Challenge – Lay out every line of the entries below as a Markdown table with the columns Row and Line. Leave out blank lines.

## Begin

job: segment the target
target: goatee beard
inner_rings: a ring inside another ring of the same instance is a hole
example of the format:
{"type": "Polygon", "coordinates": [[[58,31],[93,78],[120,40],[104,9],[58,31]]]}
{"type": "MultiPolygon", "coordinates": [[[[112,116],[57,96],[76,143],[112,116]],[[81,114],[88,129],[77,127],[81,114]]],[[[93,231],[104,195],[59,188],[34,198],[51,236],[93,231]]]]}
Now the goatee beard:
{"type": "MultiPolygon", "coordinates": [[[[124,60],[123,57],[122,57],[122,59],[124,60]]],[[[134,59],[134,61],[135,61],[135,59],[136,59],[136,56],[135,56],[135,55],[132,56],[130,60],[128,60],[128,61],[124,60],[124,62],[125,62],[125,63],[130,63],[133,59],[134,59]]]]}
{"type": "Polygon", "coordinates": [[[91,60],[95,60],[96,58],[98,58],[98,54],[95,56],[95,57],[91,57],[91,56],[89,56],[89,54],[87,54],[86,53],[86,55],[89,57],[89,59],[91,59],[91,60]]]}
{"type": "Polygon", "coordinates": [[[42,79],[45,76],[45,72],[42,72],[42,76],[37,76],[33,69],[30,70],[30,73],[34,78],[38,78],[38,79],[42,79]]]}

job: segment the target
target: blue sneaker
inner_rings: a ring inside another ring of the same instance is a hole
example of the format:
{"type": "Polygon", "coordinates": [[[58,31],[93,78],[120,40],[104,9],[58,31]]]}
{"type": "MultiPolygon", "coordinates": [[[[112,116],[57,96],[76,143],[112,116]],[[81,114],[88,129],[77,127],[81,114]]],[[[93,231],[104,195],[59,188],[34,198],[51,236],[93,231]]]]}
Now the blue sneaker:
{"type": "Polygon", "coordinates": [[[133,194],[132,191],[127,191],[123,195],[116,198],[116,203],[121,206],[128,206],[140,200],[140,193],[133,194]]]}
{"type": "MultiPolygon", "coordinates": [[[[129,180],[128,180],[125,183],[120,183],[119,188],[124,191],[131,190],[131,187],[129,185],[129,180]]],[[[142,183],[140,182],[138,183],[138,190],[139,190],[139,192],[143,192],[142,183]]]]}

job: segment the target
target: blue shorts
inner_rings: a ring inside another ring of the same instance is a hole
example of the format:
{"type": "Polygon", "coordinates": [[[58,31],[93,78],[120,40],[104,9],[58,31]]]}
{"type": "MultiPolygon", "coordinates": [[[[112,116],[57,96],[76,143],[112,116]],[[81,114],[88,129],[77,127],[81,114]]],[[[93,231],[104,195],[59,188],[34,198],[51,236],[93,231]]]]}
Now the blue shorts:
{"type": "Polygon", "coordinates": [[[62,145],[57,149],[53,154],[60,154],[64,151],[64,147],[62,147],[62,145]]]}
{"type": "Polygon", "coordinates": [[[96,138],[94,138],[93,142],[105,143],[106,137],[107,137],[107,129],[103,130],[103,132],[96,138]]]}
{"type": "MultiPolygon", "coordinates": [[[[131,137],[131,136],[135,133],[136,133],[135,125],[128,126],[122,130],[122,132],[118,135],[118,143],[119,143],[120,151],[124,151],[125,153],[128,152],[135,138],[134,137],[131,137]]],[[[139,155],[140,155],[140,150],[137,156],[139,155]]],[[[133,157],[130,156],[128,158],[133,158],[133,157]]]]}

## End

Reply to the exercise –
| Row | Line |
|---|---|
| 1 | job: segment the target |
| 2 | target: goatee beard |
| 3 | inner_rings: a ring inside another ring of the same instance is a hole |
| 4 | example of the format: |
| 5 | {"type": "Polygon", "coordinates": [[[58,31],[93,78],[120,40],[104,9],[58,31]]]} |
| 6 | {"type": "MultiPolygon", "coordinates": [[[[112,116],[57,96],[76,143],[112,116]],[[81,114],[88,129],[77,127],[81,114]]],[[[93,231],[104,195],[59,188],[34,198],[51,236],[93,231]]]]} |
| 7 | Now the goatee beard: |
| 8 | {"type": "MultiPolygon", "coordinates": [[[[124,60],[123,57],[122,57],[122,59],[124,60]]],[[[134,59],[134,61],[135,61],[135,59],[136,59],[136,56],[135,56],[135,55],[132,56],[130,60],[128,60],[128,61],[124,60],[124,62],[125,62],[125,63],[130,63],[133,59],[134,59]]]]} |
| 9 | {"type": "Polygon", "coordinates": [[[91,60],[95,60],[96,58],[98,58],[98,54],[95,56],[95,57],[91,57],[91,56],[89,56],[89,54],[87,54],[86,53],[86,55],[89,57],[89,59],[91,59],[91,60]]]} |
| 10 | {"type": "Polygon", "coordinates": [[[42,79],[45,76],[45,72],[42,72],[42,76],[37,76],[33,69],[30,70],[30,73],[34,78],[38,78],[38,79],[42,79]]]} |
| 11 | job: segment the target |
| 12 | target: blue sneaker |
| 13 | inner_rings: a ring inside another ring of the same instance is a hole |
| 14 | example of the format: |
| 15 | {"type": "Polygon", "coordinates": [[[58,31],[93,78],[120,40],[104,9],[58,31]]]} |
| 16 | {"type": "MultiPolygon", "coordinates": [[[[112,116],[57,96],[76,143],[112,116]],[[81,114],[88,129],[77,127],[81,114]]],[[[93,231],[104,195],[59,188],[34,198],[51,236],[93,231]]]]} |
| 17 | Now the blue sneaker: |
| 18 | {"type": "Polygon", "coordinates": [[[133,194],[132,191],[127,191],[123,195],[116,198],[116,203],[121,206],[128,206],[140,200],[140,193],[133,194]]]} |
| 19 | {"type": "MultiPolygon", "coordinates": [[[[129,180],[128,180],[125,183],[120,183],[119,188],[124,191],[131,190],[131,187],[129,185],[129,180]]],[[[142,183],[140,182],[138,183],[138,190],[139,190],[139,192],[143,192],[142,183]]]]} |
| 20 | job: segment the target |
| 21 | target: blue shorts |
| 22 | inner_rings: a ring inside another ring of the same instance is a hole |
| 23 | example of the format: |
| 24 | {"type": "Polygon", "coordinates": [[[58,31],[93,78],[120,40],[104,9],[58,31]]]} |
| 25 | {"type": "MultiPolygon", "coordinates": [[[[112,116],[57,96],[76,143],[112,116]],[[81,114],[88,129],[77,127],[81,114]]],[[[93,231],[104,195],[59,188],[34,198],[51,236],[93,231]]]]} |
| 26 | Now the blue shorts: |
| 27 | {"type": "Polygon", "coordinates": [[[62,145],[57,149],[53,154],[60,154],[64,151],[64,147],[62,147],[62,145]]]} |
| 28 | {"type": "Polygon", "coordinates": [[[96,138],[94,138],[93,142],[105,143],[106,137],[107,137],[107,129],[103,130],[103,132],[96,138]]]} |
| 29 | {"type": "MultiPolygon", "coordinates": [[[[131,137],[131,136],[135,133],[136,133],[135,125],[128,126],[122,130],[122,132],[118,135],[118,143],[119,143],[120,151],[124,151],[125,153],[128,152],[135,138],[134,137],[131,137]]],[[[139,155],[140,155],[140,150],[137,156],[139,155]]],[[[133,157],[130,156],[128,158],[133,158],[133,157]]]]} |